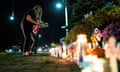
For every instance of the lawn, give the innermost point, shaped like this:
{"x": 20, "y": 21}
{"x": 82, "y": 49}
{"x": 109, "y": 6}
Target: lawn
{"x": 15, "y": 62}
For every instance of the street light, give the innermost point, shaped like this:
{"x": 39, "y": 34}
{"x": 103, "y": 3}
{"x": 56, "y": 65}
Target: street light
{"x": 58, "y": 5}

⁂

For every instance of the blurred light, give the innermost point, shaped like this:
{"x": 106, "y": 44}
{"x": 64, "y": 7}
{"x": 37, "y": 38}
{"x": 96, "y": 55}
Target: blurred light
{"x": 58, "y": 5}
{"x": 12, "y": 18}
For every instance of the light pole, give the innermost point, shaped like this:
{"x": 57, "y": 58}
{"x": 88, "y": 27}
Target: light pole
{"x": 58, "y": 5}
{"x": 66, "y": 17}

⁂

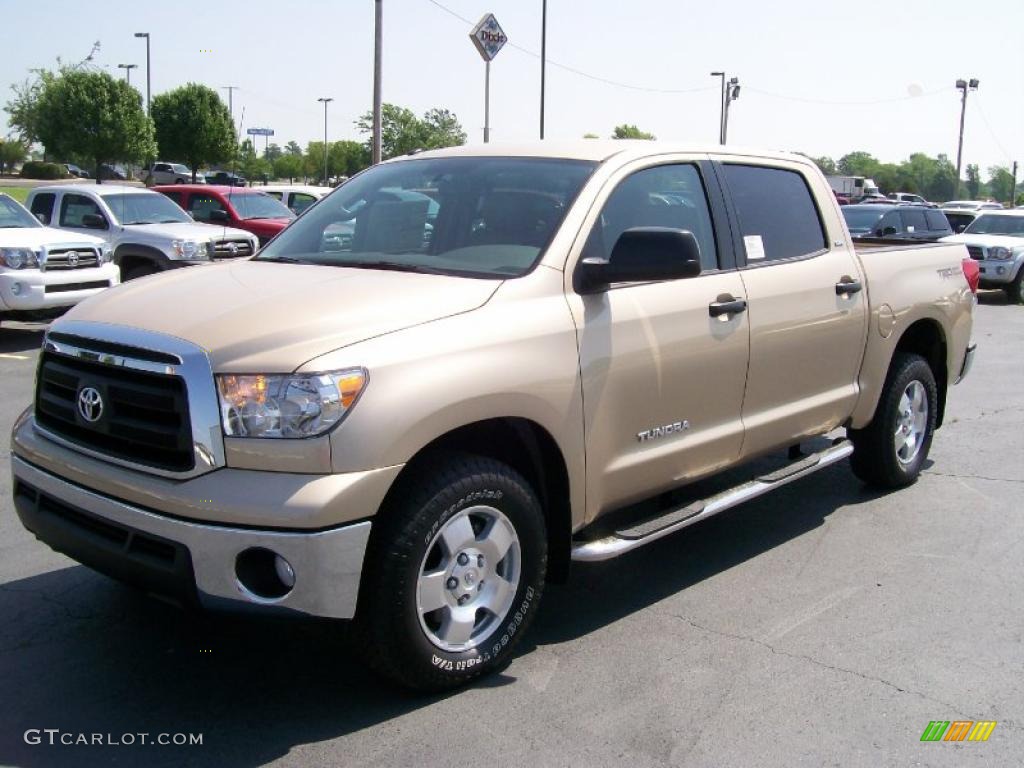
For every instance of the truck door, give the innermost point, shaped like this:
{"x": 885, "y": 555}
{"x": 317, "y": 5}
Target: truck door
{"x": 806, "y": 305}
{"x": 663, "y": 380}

⁂

Task item
Filter the records for lines containing the word "innermost" and copy each one.

Answer to this exercise
For every instance of the lawn, give the innermost point, shaped like this:
For every instance of the street light, give the innermost point, shaped like this:
For every instance of the blurred light, give the innermost point, shaped like this:
For every instance of the light pole, give the innermost point, shaped like this:
For every instance of the truck door, give the innermost point, shaped like this:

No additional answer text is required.